EXCERPTED TEXT
== == ==
It’s not just the regulars who are coming in: Timmons says he had 60 new clients in his first two days of operation. While his staff is half of what it used to be, Timmons estimates he is taking in 75% percent of what he normally would, because his clients are asking for extra work: color, cuts, perms and more.
Another current economic success is community supported agriculture, or CSAs. While some of the nation’s farmers are being forced to pour milk down drains and leave crops rotting in fields because their restaurant markets have dried up, the CSA market of delivering boxes of fresh, locally grown produce to customers has seen a resurgence — and many CSAs have growing waiting lists. Customers fearful of shopping in grocery stores or even visiting a local farmers’ market are instead choosing to have produce delivered safely. From an NPR story:
CSAs have long been something of a niche market that have never really penetrated the mainstream. Yet the coronavirus just might prove to be sparking community supported agriculture’s breakout moment.
== == ==
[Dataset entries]

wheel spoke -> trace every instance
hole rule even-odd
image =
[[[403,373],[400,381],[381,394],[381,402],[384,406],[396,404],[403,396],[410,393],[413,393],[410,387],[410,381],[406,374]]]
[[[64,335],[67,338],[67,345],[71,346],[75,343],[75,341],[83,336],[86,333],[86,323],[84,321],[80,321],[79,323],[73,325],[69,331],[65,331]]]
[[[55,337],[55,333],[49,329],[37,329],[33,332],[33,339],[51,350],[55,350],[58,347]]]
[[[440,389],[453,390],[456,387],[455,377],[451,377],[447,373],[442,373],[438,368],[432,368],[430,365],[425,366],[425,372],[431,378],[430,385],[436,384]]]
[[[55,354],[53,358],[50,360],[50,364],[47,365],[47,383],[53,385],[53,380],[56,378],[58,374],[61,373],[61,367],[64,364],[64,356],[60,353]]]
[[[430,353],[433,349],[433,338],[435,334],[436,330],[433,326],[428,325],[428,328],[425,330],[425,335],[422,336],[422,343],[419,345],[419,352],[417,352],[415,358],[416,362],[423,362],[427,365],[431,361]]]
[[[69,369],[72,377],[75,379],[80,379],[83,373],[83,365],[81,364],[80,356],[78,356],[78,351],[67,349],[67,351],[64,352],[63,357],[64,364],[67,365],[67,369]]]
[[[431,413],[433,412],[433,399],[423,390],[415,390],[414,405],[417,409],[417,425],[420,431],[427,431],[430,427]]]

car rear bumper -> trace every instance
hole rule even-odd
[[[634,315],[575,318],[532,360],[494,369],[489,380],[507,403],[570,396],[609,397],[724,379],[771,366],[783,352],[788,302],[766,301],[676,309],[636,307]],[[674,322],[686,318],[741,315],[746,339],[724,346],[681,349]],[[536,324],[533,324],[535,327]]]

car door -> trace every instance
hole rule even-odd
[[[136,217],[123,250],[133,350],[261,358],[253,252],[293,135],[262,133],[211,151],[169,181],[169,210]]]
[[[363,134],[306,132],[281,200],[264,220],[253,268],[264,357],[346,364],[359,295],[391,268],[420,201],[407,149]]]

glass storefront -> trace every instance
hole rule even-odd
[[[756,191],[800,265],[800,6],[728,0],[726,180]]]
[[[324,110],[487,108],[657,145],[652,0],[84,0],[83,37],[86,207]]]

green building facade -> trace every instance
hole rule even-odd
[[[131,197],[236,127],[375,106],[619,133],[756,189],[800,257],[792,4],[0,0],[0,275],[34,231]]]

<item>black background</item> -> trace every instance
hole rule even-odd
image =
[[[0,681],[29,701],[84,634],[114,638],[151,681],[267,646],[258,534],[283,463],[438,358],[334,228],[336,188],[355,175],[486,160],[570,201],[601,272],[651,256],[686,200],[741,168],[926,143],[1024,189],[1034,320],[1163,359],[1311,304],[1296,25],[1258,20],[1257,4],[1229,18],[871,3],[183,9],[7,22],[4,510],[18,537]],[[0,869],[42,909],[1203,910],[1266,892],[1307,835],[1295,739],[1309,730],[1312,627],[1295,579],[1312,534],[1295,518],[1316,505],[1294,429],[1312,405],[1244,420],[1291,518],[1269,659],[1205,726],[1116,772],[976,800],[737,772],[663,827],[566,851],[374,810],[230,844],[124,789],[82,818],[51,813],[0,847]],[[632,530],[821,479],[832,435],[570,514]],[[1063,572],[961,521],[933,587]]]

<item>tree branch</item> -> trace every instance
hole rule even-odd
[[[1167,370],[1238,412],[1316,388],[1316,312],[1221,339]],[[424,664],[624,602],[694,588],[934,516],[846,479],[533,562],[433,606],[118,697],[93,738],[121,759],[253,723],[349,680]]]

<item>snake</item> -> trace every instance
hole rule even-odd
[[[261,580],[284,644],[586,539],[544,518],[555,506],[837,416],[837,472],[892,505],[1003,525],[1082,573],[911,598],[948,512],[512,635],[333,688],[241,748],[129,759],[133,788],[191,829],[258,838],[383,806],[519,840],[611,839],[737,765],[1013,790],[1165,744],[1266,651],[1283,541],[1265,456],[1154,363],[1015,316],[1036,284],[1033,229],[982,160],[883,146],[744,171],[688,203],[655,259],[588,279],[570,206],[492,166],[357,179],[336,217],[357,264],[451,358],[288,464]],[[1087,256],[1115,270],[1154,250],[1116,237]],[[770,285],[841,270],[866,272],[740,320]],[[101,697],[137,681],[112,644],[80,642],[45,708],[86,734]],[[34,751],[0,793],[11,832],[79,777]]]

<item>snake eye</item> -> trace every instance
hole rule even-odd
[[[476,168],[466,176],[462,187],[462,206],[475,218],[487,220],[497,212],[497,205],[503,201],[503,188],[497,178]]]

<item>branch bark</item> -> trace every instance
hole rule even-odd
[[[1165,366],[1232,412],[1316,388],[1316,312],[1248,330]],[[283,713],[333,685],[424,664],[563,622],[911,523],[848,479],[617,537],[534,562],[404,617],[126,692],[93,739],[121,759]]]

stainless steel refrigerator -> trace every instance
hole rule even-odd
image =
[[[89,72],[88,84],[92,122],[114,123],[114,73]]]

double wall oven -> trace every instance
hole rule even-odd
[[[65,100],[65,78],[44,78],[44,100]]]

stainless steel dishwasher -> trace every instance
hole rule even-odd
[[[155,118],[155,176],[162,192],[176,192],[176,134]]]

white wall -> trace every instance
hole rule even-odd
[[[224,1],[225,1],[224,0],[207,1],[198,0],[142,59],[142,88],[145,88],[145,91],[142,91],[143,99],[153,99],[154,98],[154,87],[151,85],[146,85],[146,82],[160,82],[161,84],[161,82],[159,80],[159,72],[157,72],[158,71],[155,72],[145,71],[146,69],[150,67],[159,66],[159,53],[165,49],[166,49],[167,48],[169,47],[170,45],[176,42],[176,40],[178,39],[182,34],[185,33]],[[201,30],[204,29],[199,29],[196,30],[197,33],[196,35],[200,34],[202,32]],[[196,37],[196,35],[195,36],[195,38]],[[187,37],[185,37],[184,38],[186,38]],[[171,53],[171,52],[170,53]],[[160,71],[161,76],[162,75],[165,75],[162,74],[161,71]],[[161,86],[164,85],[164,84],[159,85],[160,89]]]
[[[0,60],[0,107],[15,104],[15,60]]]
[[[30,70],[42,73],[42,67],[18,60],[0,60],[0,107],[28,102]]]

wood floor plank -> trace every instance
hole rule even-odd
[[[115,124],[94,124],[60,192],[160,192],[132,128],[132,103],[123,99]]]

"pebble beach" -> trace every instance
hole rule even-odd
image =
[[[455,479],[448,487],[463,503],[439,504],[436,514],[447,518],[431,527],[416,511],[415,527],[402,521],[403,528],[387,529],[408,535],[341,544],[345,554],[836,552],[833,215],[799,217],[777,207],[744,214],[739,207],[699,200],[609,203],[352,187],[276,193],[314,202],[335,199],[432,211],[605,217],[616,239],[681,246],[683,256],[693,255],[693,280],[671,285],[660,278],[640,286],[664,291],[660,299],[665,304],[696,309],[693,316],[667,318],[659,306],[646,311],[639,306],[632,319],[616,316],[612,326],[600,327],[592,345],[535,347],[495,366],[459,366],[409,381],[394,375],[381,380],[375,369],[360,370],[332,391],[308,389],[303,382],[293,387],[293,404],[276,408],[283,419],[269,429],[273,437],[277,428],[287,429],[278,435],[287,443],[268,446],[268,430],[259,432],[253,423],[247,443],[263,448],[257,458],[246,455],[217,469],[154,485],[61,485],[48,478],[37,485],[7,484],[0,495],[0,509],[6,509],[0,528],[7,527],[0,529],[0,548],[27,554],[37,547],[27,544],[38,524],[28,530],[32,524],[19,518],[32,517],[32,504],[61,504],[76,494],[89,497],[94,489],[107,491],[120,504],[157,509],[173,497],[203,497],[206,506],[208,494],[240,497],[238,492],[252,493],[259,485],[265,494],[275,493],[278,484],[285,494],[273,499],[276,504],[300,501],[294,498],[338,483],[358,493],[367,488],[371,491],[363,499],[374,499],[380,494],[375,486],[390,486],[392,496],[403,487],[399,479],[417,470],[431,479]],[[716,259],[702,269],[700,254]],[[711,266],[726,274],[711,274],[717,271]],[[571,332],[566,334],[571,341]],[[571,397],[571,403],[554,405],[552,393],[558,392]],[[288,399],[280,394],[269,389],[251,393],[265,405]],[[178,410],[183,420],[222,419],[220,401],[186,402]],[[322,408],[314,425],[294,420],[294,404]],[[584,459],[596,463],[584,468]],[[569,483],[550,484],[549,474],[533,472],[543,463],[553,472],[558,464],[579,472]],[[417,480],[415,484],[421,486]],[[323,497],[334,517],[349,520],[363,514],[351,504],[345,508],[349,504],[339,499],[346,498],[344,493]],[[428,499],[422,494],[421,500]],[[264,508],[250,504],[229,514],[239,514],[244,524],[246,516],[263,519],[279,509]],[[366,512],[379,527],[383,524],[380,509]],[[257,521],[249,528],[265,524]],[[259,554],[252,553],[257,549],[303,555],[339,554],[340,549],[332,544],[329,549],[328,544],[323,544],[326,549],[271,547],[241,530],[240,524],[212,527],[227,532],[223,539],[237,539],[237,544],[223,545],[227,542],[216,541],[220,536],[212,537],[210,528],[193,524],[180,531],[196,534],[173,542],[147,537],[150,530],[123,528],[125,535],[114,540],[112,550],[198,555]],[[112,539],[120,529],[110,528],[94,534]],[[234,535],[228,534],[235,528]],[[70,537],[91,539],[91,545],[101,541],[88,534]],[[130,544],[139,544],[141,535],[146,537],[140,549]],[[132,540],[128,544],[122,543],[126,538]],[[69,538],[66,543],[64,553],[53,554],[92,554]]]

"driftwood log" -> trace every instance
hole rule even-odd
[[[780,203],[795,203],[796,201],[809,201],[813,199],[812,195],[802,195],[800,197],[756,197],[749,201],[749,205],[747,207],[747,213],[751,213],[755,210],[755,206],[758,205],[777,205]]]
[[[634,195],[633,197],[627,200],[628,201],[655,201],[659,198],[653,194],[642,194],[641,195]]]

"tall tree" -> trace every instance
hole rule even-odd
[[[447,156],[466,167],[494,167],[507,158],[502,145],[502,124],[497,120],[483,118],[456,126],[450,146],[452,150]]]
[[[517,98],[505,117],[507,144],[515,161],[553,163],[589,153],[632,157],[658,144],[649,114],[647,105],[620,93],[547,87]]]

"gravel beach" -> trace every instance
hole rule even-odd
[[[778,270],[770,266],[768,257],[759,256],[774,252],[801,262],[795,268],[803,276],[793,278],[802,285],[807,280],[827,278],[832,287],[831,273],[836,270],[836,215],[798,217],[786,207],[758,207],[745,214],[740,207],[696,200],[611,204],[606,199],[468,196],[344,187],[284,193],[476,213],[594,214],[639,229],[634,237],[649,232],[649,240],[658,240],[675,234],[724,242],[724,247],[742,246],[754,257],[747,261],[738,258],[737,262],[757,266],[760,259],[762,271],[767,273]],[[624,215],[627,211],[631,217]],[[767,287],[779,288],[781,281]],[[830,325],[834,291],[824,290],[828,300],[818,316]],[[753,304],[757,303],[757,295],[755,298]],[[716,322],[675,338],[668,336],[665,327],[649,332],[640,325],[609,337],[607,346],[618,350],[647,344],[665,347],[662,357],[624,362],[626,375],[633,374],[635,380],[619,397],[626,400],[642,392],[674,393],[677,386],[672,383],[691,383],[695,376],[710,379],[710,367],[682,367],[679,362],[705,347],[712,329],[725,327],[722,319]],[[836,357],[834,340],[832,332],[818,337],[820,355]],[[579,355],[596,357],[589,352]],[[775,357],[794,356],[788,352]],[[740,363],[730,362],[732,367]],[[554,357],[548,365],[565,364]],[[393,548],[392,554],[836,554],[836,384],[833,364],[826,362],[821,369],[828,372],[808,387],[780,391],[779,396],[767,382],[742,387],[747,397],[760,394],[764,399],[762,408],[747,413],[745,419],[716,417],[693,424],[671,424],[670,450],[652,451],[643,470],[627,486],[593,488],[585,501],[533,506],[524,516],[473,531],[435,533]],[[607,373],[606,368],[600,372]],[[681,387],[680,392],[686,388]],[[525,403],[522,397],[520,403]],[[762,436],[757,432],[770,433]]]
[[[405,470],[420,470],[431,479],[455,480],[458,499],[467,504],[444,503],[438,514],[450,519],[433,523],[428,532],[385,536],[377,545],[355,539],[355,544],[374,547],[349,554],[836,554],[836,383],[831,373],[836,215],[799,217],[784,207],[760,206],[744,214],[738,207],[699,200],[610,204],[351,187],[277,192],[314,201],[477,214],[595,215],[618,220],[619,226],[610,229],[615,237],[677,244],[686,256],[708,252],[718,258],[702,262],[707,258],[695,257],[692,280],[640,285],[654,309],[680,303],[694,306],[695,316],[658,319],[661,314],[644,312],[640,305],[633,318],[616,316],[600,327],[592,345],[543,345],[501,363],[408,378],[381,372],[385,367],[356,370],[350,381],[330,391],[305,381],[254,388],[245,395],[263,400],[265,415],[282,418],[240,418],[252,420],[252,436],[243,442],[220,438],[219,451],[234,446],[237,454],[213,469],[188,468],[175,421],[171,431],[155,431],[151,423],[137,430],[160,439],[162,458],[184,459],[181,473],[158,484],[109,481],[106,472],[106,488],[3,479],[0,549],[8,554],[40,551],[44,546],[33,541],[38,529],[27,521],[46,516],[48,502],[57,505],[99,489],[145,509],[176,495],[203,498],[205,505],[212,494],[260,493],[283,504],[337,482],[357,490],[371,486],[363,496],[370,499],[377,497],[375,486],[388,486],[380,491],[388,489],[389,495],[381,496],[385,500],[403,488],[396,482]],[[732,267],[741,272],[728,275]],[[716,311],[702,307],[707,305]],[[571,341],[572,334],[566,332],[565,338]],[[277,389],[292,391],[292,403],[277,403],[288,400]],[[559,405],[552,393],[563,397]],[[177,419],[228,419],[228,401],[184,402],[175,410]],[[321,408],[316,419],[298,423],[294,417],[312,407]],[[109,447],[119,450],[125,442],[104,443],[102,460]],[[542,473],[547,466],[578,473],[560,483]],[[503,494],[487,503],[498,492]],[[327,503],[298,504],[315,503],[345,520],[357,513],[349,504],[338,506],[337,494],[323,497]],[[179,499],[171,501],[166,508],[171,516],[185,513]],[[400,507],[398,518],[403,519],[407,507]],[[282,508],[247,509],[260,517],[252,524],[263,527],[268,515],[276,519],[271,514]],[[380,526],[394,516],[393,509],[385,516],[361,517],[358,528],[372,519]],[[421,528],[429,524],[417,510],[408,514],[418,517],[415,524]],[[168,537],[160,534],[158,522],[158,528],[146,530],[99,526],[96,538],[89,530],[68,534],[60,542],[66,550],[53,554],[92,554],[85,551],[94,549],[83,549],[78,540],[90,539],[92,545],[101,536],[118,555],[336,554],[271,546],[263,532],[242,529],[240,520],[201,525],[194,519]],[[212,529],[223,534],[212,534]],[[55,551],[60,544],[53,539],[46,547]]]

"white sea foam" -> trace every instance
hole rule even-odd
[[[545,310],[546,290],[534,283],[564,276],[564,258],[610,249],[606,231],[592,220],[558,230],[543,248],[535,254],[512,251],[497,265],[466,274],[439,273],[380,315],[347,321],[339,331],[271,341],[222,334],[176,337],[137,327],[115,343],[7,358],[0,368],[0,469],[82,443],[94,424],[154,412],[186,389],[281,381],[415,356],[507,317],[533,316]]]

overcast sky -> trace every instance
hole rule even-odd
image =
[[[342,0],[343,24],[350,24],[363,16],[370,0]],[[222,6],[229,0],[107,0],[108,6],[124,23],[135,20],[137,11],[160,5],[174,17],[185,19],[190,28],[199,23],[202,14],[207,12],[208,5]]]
== == ==
COMPLETE THE FOLLOWING
1. In the excerpt, how many new clients did Timmons say he had in his first two days of operation?
2. Reproduce the part of the excerpt between "It’s not just" and "perms and more.", inclusive.

TASK-BY-TASK OUTPUTS
1. 60 new clients.

2.
It’s not just the regulars who are coming in: Timmons says he had 60 new clients in his first two days of operation. While his staff is half of what it used to be, Timmons estimates he is taking in 75% percent of what he normally would, because his clients are asking for extra work: color, cuts, perms and more.